● Aim
Turn every line of the items below into a JSON list of strings, one string per line, with blank lines dropped. Leave the pictures out.

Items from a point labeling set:
-------------------------
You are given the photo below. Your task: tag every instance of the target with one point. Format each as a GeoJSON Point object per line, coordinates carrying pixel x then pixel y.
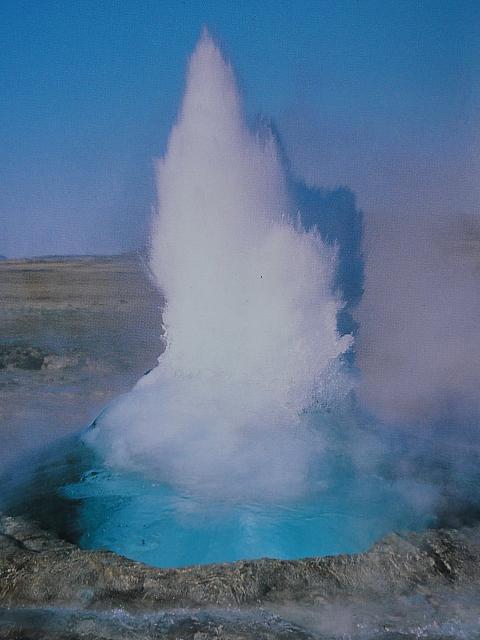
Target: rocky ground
{"type": "Point", "coordinates": [75, 333]}
{"type": "Point", "coordinates": [416, 586]}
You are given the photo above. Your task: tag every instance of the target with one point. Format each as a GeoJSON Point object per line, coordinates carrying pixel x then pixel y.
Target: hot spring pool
{"type": "Point", "coordinates": [348, 508]}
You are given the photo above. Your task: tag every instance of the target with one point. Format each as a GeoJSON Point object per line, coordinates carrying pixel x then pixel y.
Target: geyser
{"type": "Point", "coordinates": [245, 440]}
{"type": "Point", "coordinates": [250, 320]}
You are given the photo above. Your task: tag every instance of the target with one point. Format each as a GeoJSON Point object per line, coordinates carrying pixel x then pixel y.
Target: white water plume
{"type": "Point", "coordinates": [251, 328]}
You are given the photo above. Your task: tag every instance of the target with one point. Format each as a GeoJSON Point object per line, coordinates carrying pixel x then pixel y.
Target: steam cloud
{"type": "Point", "coordinates": [418, 345]}
{"type": "Point", "coordinates": [252, 338]}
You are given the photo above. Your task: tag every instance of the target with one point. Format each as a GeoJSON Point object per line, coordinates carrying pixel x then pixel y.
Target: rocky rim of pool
{"type": "Point", "coordinates": [411, 584]}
-------------------------
● Problem solution
[
  "You are given the photo below. Your task: tag every instance of the target with one point. Format each as a GeoJSON Point object per line, coordinates carrying pixel x then pixel y.",
  "Target: rocky ground",
  "{\"type\": \"Point\", \"coordinates\": [75, 333]}",
  "{\"type\": \"Point\", \"coordinates\": [416, 586]}",
  "You are given the photo above. Your task: tag every instance of the target with one point. Format each as a GeoJSON Point object per line, coordinates carrying pixel x then pixel y.",
  "Target: hot spring pool",
  "{\"type\": \"Point\", \"coordinates\": [348, 508]}",
  "You are given the photo above. Your task: tag every instance of the target with one point. Format each as a GeoJSON Point object per line, coordinates carrying pixel x then pixel y.",
  "Target: geyser",
  "{\"type\": \"Point\", \"coordinates\": [245, 440]}",
  "{\"type\": \"Point\", \"coordinates\": [250, 320]}",
  "You are given the photo above. Your task: tag every instance of the target with one point. Format each as a GeoJSON Point object per line, coordinates carrying pixel x then pixel y.",
  "Target: white water plume",
  "{\"type\": \"Point\", \"coordinates\": [251, 328]}",
  "You are given the photo above. Your task: tag every instance of the target with one point. Format each as a GeoJSON Point object per line, coordinates carrying pixel x then pixel y.",
  "Target: steam cloud",
  "{\"type\": \"Point\", \"coordinates\": [418, 345]}",
  "{\"type\": \"Point\", \"coordinates\": [252, 338]}",
  "You are given the photo above. Your task: tag every instance of the target with one point. Format each as a GeoJSON Point object per line, coordinates carrying pixel x then pixel y.",
  "Target: rocky rim of pool",
  "{\"type\": \"Point\", \"coordinates\": [411, 584]}"
]